Aim ▸
On the analytic geometry page below, what level is problem 9000106307 given?

Document ▸
-=-=-

Analytic geometry in a space

9000106304

Level: 
B
Find the third coordinate of the point \(B = [2;0;?]\) using the fact that this point is in the plane \(\alpha \) defined by the equation \[ \alpha \colon 2x + y - z - 5 = 0. \] Use the point \(B\) to find the angle \(\varphi \) between the plane \(\alpha \) and the line \(AB\), where \(A = [0;0;1]\).
\(\varphi = 60^{\circ }\)
\(\varphi = 45^{\circ }\)
\(\varphi = 30^{\circ }\)
\(\varphi = 75^{\circ }\)

9000106306

Level: 
B
Find the general equation of the plane which is perpendicular to the plane \(\alpha \) \[ \alpha \colon 2x + y - z - 5 = 0 \] and contains the line \(AB\), where \(A = [0;0;1]\) and \(B\) is a point in \(\alpha \) defined by it's first two coordinates \[ B = [2;0;?]. \]
\(x - y + z - 1 = 0\)
\(x + y - z + 1 = 0\)
\(2x - y + z - 1 = 0\)
\(- 2x + y - z + 1 = 0\)

9000106307

Level: 
C
Given points \(A = [0;0;1]\), \(B = [2;0;-1]\) and \(S = [2;1;0]\), find the parametric equations of the image of the line \(AB\) in a point reflection about the point \(S\).
\(\begin{aligned}[t] x& =\phantom{ -}4 + t, & \\y& =\phantom{ -}2, \\z& = -1 - t;\ t\in \mathbb{R} \\ \end{aligned}\)
\(\begin{aligned}[t] x& = 2 + 2m, & \\y& = 2 +\phantom{ 2}m, \\z& = 1 -\phantom{ 2}m;\ m\in \mathbb{R} \\ \end{aligned}\)
\(\begin{aligned}[t] x& =\phantom{ -}4 + 2k, & \\y& =\phantom{ -}2 +\phantom{ 2}k, \\z& = -1 -\phantom{ 2}k;\ k\in \mathbb{R} \\ \end{aligned}\)
\(\begin{aligned}[t] x& = -2 + 2u, & \\y& =\phantom{ -}2, \\z& =\phantom{ -}1 - 2u;\ u\in \mathbb{R} \\ \end{aligned}\)

9000101901

Level: 
B
Find the angle between two lines and round your answer to the nearest minute. \[ \begin{aligned}p\colon x& = 2 - t , & \\y & = 3t , \\z & = 1 ;\ t\in \mathbb{R} \\ \end{aligned}\qquad \qquad \begin{aligned}q\colon x& = 2s, & \\y & = 4s , \\z & = 1 - s;\ s\in \mathbb{R} \\ \end{aligned} \]
\(46^{\circ }22'\)
\(0^{\circ }\)
\(67^{\circ }18'\)
\(90^{\circ }\)

9000101904

Level: 
B
Find the angle between the \(x\)-axis and the line \(p\). \[ \begin{aligned}p\colon x& = 2 - t, & \\y & = 3t, \\z & = 1;\ t\in \mathbb{R} \\ \end{aligned} \] Round your answer to the nearest minute.

-=-=-

Stored data ▸

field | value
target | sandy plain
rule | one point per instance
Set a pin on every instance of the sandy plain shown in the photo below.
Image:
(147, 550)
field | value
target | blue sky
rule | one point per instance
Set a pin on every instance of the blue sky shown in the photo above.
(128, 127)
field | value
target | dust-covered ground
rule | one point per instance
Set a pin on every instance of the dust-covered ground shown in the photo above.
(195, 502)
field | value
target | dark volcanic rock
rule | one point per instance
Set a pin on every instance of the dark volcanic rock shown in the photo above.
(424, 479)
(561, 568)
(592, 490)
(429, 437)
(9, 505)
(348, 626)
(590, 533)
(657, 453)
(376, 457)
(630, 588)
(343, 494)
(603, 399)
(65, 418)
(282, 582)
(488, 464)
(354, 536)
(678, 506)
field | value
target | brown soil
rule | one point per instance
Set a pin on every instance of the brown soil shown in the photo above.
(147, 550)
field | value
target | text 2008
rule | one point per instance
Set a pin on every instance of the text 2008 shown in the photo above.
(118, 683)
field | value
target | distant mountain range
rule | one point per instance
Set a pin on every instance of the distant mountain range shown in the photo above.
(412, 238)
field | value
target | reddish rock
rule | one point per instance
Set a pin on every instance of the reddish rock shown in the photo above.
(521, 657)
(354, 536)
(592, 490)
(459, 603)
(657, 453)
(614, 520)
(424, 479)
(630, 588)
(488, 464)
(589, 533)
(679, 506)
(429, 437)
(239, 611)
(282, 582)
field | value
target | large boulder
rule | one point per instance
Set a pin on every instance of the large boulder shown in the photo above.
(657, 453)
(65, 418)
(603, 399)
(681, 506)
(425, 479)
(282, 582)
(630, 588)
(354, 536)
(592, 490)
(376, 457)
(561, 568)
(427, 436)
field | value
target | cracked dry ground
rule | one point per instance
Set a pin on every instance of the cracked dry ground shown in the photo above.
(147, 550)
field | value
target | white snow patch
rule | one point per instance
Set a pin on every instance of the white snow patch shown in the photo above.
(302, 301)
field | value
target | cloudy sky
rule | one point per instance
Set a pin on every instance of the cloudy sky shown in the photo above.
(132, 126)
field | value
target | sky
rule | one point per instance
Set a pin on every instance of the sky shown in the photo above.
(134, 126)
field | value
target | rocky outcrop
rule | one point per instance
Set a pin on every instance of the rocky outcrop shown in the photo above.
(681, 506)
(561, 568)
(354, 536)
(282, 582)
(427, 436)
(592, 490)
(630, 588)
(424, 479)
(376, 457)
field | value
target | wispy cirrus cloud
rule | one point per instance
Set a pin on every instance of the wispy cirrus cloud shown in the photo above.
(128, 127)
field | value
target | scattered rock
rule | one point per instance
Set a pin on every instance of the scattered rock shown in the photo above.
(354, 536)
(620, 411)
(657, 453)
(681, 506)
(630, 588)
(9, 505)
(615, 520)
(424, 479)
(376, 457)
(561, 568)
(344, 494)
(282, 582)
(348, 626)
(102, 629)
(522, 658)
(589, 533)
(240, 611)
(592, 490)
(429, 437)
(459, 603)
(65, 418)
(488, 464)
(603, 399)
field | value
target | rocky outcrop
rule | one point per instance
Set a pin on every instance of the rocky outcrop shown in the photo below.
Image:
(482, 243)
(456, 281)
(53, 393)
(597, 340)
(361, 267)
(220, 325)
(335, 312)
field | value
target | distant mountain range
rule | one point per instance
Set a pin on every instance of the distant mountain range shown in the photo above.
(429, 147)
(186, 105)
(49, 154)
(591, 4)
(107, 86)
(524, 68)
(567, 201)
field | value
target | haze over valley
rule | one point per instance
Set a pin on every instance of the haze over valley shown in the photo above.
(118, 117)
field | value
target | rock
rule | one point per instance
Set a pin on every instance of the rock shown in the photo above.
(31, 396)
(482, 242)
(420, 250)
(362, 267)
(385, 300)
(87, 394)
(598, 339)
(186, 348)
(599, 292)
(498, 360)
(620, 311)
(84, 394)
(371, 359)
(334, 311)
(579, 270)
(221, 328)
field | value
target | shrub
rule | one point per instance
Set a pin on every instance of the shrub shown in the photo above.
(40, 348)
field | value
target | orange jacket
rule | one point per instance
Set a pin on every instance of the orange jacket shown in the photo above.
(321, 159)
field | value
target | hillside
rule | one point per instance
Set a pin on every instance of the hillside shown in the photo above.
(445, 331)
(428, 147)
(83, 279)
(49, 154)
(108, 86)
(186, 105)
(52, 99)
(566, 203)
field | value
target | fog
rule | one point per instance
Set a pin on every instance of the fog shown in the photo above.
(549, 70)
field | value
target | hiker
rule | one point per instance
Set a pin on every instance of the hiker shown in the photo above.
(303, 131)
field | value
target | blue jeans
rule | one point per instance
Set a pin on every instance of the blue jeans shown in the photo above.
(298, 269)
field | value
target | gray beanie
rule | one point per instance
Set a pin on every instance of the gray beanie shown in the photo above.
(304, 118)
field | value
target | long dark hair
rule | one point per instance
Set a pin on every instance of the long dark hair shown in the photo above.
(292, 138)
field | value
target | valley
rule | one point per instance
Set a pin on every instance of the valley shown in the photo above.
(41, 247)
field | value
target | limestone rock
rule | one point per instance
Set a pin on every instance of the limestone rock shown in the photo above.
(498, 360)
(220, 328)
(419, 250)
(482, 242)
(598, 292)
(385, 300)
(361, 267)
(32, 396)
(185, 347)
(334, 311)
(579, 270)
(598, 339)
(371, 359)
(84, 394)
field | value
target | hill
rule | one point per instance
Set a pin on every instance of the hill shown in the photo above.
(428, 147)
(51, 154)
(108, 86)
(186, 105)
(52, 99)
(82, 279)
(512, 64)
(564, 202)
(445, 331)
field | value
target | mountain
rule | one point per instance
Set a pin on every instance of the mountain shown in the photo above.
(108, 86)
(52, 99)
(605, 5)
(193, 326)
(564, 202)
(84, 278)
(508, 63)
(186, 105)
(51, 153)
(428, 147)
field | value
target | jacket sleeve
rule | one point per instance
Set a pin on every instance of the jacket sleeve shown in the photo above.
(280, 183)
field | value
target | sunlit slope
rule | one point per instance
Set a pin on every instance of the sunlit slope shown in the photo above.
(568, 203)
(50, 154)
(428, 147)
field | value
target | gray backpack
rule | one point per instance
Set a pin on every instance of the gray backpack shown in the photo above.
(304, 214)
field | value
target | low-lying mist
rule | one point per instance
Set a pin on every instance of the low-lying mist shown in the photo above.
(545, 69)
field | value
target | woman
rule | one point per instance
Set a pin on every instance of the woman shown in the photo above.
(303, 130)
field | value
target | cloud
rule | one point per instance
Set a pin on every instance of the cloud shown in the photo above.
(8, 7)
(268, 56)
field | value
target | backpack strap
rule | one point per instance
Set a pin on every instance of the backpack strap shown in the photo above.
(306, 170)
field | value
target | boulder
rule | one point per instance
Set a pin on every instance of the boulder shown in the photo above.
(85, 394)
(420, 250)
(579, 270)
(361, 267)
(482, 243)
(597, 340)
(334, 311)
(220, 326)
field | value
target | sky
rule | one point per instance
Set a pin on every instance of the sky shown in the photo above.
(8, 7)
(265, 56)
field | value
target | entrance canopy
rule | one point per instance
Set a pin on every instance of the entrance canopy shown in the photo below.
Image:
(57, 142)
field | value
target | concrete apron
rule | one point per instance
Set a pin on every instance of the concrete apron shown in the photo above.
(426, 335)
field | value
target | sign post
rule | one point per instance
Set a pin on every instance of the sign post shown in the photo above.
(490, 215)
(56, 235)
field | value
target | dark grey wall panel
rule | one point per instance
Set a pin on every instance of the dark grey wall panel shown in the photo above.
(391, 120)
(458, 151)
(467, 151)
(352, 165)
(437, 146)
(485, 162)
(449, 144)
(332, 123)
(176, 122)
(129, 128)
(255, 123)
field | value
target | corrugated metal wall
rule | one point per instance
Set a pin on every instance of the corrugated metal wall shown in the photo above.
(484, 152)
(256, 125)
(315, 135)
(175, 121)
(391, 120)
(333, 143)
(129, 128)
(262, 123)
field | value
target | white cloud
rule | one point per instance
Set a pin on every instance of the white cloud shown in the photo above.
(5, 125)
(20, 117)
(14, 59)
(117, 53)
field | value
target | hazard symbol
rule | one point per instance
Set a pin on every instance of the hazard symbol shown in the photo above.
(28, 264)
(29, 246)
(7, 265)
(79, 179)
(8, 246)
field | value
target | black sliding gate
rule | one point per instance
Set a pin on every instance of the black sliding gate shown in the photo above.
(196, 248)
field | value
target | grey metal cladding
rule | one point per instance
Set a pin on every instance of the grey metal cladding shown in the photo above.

-=-=-

Exercise response ▸
Level C